Give every row below as a JSON list of strings, one string per line. Skip blank lines and leave the pictures out.

## Start MATERIALS PROVIDED

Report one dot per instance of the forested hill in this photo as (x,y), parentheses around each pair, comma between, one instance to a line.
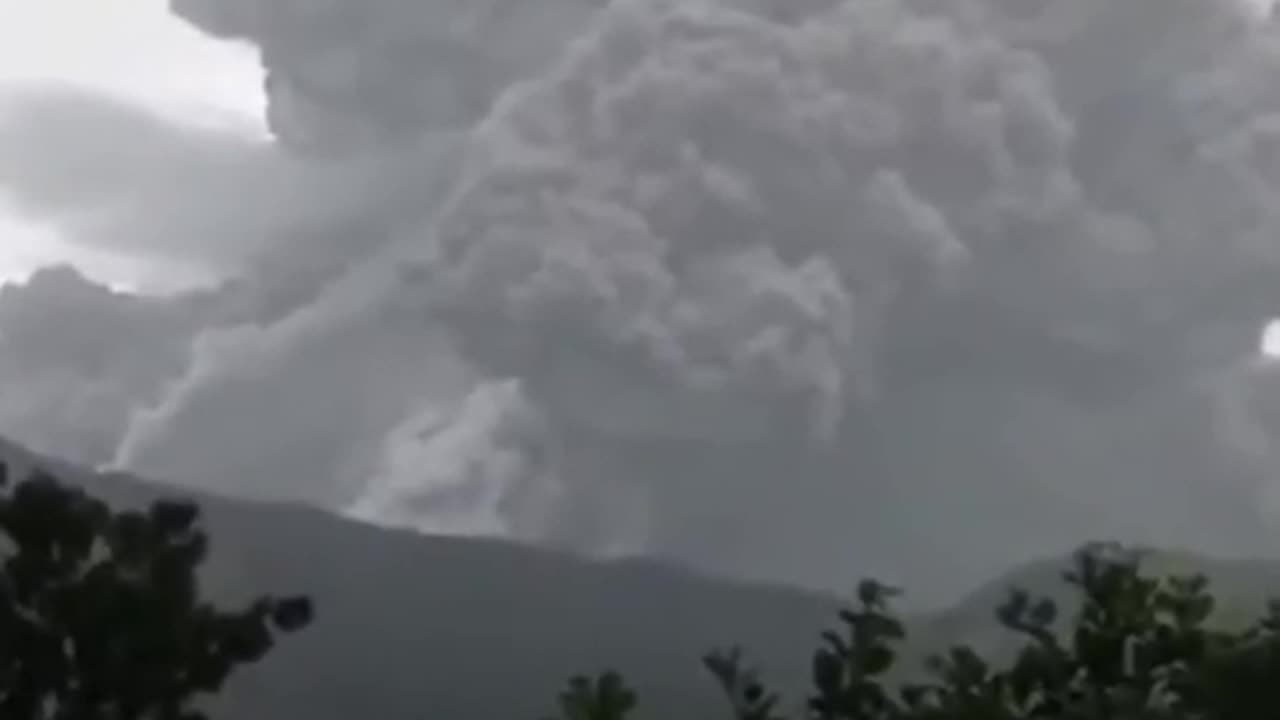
(412,627)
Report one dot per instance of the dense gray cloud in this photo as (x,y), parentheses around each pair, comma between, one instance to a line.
(346,76)
(798,291)
(77,359)
(115,178)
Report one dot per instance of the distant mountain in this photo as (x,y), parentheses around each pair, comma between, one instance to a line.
(412,627)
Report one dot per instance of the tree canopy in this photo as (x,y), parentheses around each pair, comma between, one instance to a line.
(101,616)
(1137,648)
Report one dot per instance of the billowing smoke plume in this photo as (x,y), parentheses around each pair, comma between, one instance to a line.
(792,290)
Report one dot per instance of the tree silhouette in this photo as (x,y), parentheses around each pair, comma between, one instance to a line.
(101,615)
(1137,648)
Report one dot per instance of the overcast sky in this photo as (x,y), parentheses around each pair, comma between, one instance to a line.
(129,49)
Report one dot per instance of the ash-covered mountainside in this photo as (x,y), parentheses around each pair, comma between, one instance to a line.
(411,625)
(799,291)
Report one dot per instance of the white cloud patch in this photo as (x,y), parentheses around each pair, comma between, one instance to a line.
(795,290)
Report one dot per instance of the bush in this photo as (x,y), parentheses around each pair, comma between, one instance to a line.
(1138,648)
(101,615)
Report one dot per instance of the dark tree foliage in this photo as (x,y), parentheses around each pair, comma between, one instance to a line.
(101,615)
(1138,648)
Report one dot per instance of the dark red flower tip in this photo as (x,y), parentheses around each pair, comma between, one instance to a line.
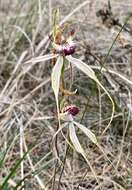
(69,50)
(73,110)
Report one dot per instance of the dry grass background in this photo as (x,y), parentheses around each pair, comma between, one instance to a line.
(26,96)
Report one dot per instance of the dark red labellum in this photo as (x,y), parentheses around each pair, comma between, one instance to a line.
(69,50)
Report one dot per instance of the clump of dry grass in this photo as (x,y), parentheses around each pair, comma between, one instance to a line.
(27,105)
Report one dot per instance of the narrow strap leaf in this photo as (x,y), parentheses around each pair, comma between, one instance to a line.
(91,74)
(55,80)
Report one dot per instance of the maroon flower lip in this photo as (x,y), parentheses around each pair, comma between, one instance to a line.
(73,110)
(69,50)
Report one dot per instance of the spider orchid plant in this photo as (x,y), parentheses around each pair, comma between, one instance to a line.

## End MATERIALS PROVIDED

*OUTPUT OF THE EXERCISE*:
[
  "Report one dot per instance of the forested hill in this photo as (x,y), parentheses around each pair, comma between, one instance to a line.",
  "(412,627)",
  "Report one dot per instance of the dense gray cloud in this photo as (x,y), parentheses around each pair, comma between, one instance to a line.",
  "(346,76)",
  "(798,291)",
  "(77,359)",
  "(115,178)",
  "Report one dot per instance of the distant mountain in this photo as (x,y), parentheses around each pair, comma between, one instance to a line.",
  "(412,627)",
  "Report one dot per instance of the tree canopy in this photo as (x,y), parentheses around each pair, comma between, one instance to a line.",
  "(101,616)",
  "(1137,648)",
  "Report one dot per instance of the billowing smoke plume in this photo as (x,y), parentheses around each pair, comma between, one instance to a line.",
  "(792,290)",
  "Report one dot per instance of the tree silhouette in this photo as (x,y), parentheses around each pair, comma between, one instance to a line.",
  "(101,615)",
  "(1137,648)",
  "Report one dot per instance of the overcast sky in this photo as (x,y), parentheses around each pair, comma between, one instance to a line.",
  "(129,49)",
  "Report one dot per instance of the ash-covered mountainside in this photo as (x,y), parentheses around each pair, comma between, one instance to a line.",
  "(411,625)",
  "(799,291)",
  "Report one dot per instance of the white cloud patch in this photo as (x,y), parentheses around each pair, comma between, one instance to a line.",
  "(795,290)",
  "Report one dot per instance of the bush in this photo as (x,y), parentheses around each pair, comma between, one instance to a line.",
  "(1138,648)",
  "(101,615)",
  "Report one dot per instance of the dark tree foliage in this photo as (x,y), parentheses around each pair, comma between, one instance to a line.",
  "(101,615)",
  "(1138,648)",
  "Report one dot per instance of the dark red flower tip in this photo as (x,y), parentheses around each pair, comma between, one instance to a line.",
  "(69,50)",
  "(73,110)",
  "Report one dot per instance of the dry grass background in this photo as (x,y), parentheses around each pair, comma between, one instance to a line.",
  "(26,96)",
  "Report one dot per instance of the dark red labellum in this photo as (x,y), parentheses around each pair, comma between, one instance to a line.",
  "(69,50)",
  "Report one dot per instance of the clump of dry grass in this photo as (x,y), parentheses around each pair, comma between, one instance to a line.",
  "(27,105)",
  "Report one dot per instance of the narrow strap leaf in this photo as (x,y), parentheses around each pair, comma between, one instance to a line.",
  "(91,74)",
  "(55,80)",
  "Report one dot per instance of the maroon flower lip in this photo as (x,y), parentheses around each pair, comma between, one instance to a line.",
  "(73,110)",
  "(69,50)",
  "Report one dot per instance of the spider orchid plant in this photo as (x,y), parentheses around each pair, comma between, one instance to a line."
]